Exercise requirements> Write out all of the entries exactly as given.

Data records>
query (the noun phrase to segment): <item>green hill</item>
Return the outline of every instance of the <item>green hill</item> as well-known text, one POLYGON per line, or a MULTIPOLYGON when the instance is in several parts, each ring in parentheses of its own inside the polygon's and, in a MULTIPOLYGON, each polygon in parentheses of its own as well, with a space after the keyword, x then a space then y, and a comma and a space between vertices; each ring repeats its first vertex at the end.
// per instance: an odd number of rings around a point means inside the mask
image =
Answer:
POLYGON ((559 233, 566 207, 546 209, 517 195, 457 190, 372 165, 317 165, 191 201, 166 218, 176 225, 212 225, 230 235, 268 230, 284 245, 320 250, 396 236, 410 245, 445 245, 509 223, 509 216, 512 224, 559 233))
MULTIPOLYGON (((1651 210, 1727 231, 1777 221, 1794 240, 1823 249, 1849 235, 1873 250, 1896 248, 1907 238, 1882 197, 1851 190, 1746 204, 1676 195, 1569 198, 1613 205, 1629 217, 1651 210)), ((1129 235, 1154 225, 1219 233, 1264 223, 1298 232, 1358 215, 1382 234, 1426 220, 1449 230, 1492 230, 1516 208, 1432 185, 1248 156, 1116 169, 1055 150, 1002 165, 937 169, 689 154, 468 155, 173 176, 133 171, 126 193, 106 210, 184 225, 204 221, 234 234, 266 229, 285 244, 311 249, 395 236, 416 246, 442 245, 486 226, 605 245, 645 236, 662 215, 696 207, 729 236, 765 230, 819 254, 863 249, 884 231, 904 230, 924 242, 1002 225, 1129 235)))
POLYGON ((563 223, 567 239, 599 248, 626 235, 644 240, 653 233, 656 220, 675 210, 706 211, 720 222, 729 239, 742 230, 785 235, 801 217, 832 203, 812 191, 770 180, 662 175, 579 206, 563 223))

Output of the task>
query (the noun phrase to segment): <item>green hill</item>
Return the outline of every instance of the <item>green hill</item> as well-known text, one POLYGON per line, or a MULTIPOLYGON when the instance is in several parts, each ring in parentheses of its own inside the polygon's and, in a MULTIPOLYGON, each polygon in parentheses of its own as well, with a space after the keyword, x then a space then y, and a comma and a space between vertices; each ring repeats its first vertex at the end.
// per instance: an odd number of rings around a point means inside the mask
image =
Answer:
POLYGON ((559 233, 566 207, 546 209, 517 195, 457 190, 372 165, 317 165, 191 201, 166 218, 176 225, 212 225, 230 235, 268 230, 284 245, 320 250, 396 236, 410 245, 445 245, 509 223, 509 216, 512 224, 559 233))
MULTIPOLYGON (((1651 210, 1727 231, 1777 221, 1794 240, 1823 249, 1849 235, 1873 250, 1896 248, 1907 238, 1882 197, 1851 190, 1746 204, 1676 195, 1569 198, 1613 205, 1629 217, 1651 210)), ((1129 235, 1154 225, 1219 233, 1264 223, 1298 232, 1358 215, 1382 234, 1426 220, 1449 230, 1492 230, 1516 208, 1432 185, 1248 156, 1116 169, 1055 150, 1002 165, 937 169, 689 154, 468 155, 173 176, 133 171, 126 193, 106 210, 184 225, 204 221, 234 234, 266 229, 285 244, 311 249, 395 236, 416 246, 442 245, 486 226, 605 245, 645 236, 662 215, 696 207, 729 236, 765 230, 819 254, 863 249, 884 231, 904 230, 924 242, 1002 225, 1129 235)))
POLYGON ((563 223, 567 239, 599 248, 626 235, 644 240, 653 233, 656 220, 675 210, 706 211, 720 222, 729 239, 742 230, 785 235, 801 217, 832 203, 812 191, 770 180, 662 175, 579 206, 563 223))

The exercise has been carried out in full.